### PASSAGE EXTRAIT
-=-=-=-=-

LA DÉPENDANCE PREND PLUS DE FORMES QU’ON NE POURRAIT LE CROIRE!

   La dépendance évoque un état subtil d’attachement, de sujétion, de subordination aux êtres, aux choses et aux circonstances.  Révélant un vide intérieur, à l’extrême, elle exprime un besoin compulsif d’obtenir l’assistance d’autrui jusqu’à empêcher de prendre des décisions autonomes et éclairées relativement aux actes de son quotidien, voire des choix relatifs à son propre destin, pour faire cesser le malaise psychique de son impuissance ou le fait de ne se reconnaître aucun droit… et bien souvent, aucun devoir.  Rendant hypersensible, dès lors, les événements du monde extérieur en viennent à régler les humeurs et les états d’être du sujet qui est affligé de cette carence.  Autrement dit, déviation de la mentalité grégaire, la dépendance pousse à une recherche incessante de l’appui inconditionnel des autres, ce qui, limitant la liberté personnelle, retarde l’accession à l’autonomie et à l’indépendance et entrave l’évolution spirituelle.

   De la gamme de ces pathologies, il n’y a pire cas que la dépendance affective qui naît d’un manque d’attention ou de soins dans l’enfance et qui se traduit, à l’âge adulte, par une hypersensibilité, un manque d’estime personnel, de confiance en soi et de reconnaissance de ses valeurs propres, ce qui amène à se donner entièrement à autrui, généralement dans l’exclusivité, dans la mesure où cet adépendanceutre comble ses carences intimes, les compensant.  Mais il existe mille façons de se démontrer dépendant.  En voici quelques-unes…

   Un être dénote sa dépendance s’il cherche à vivre comme les autres le font, oubliant qu’il ne sert à rien de vivre comme autrui puisque, dans l’unicité de son rôle fonctionnel, il n’est pas les autres.  Pour lui, ce choix revient à s’imposer des attitudes, des comportements, des actes qui ne lui ressemblent pas, ce qui engendre un profond malaise dans sa structure personnelle.  Il finit par se dépersonnaliser au point de ne plus vivre que pour les autres, ne sachant plus ce qu’il est, ce qu’il vise et ce qu’il aime, ce qui l’amène à vivre dans un mal de vivre, une angoisse vague, mais persistante, dont il ne connaît pas l’origine.

-=-=-=-=-

### DONNÉES EXTRAITES
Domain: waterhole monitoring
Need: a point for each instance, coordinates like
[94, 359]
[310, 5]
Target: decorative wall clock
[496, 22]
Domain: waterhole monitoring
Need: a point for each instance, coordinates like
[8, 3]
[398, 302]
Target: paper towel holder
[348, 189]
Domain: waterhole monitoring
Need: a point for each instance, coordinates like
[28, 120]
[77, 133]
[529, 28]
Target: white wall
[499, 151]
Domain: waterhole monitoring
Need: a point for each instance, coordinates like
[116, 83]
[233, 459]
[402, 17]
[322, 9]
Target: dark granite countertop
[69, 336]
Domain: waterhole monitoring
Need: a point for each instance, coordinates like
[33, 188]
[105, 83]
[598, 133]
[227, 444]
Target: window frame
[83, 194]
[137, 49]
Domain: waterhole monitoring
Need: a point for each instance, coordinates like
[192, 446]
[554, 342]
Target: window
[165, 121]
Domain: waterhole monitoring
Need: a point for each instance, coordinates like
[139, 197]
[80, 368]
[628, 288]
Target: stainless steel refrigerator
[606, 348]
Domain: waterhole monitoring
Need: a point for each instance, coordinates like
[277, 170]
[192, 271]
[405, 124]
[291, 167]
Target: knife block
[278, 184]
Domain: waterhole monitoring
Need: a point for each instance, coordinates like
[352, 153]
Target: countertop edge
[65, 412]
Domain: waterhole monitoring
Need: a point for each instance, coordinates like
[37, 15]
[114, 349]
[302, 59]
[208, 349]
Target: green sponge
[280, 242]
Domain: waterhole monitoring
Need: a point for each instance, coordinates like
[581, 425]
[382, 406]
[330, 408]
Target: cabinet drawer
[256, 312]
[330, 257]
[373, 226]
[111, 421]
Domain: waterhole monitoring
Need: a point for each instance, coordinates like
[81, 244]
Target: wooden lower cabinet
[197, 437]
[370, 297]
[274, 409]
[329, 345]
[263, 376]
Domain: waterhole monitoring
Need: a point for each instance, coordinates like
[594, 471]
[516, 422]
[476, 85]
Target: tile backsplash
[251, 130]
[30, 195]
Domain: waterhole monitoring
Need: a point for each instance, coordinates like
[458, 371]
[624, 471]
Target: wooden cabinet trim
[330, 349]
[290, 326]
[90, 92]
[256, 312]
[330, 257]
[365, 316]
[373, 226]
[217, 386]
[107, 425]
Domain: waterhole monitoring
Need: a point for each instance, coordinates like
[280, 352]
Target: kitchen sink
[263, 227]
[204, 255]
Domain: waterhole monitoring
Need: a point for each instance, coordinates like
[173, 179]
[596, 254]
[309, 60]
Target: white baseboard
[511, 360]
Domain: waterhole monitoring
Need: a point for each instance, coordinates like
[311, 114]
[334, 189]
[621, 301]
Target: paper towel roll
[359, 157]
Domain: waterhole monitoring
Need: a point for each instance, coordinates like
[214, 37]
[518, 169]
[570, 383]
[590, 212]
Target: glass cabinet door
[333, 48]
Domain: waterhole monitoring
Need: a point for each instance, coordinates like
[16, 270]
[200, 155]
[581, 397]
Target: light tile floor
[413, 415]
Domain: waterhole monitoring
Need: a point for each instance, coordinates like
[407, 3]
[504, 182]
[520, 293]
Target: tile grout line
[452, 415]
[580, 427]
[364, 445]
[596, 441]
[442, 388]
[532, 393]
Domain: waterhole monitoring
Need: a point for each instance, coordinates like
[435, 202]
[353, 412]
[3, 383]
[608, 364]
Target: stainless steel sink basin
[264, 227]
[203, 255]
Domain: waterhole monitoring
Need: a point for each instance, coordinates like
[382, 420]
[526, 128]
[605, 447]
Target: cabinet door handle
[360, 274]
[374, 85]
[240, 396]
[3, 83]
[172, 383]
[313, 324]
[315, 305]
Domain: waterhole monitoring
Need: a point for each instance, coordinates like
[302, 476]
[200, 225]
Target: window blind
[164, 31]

-=-=-=-=-

### SÉRIE DE TÂCHES
1) Répondez aux questions suivantes sur le texte consacré à la dépendance.
(a) De quoi naît la dépendance affective ?
(b) Qu'entrave la dépendance selon le premier paragraphe ?
(c) Dans quoi finit par vivre l'être qui cherche à vivre comme les autres ?
2) Extrayez chaque ligne des entrées qui contient la chaîne "door", en tenant compte de la casse.

### RÉPONSES AUX TÂCHES
1)
(a) La dépendance affective naît d'un manque d'attention ou de soins dans l'enfance.
(b) Selon le premier paragraphe, la dépendance entrave l'évolution spirituelle.
(c) Cet être finit par vivre dans un mal de vivre, une angoisse vague mais persistante, dont il ne connaît pas l'origine.

2)
Target: glass cabinet door
Target: cabinet door handle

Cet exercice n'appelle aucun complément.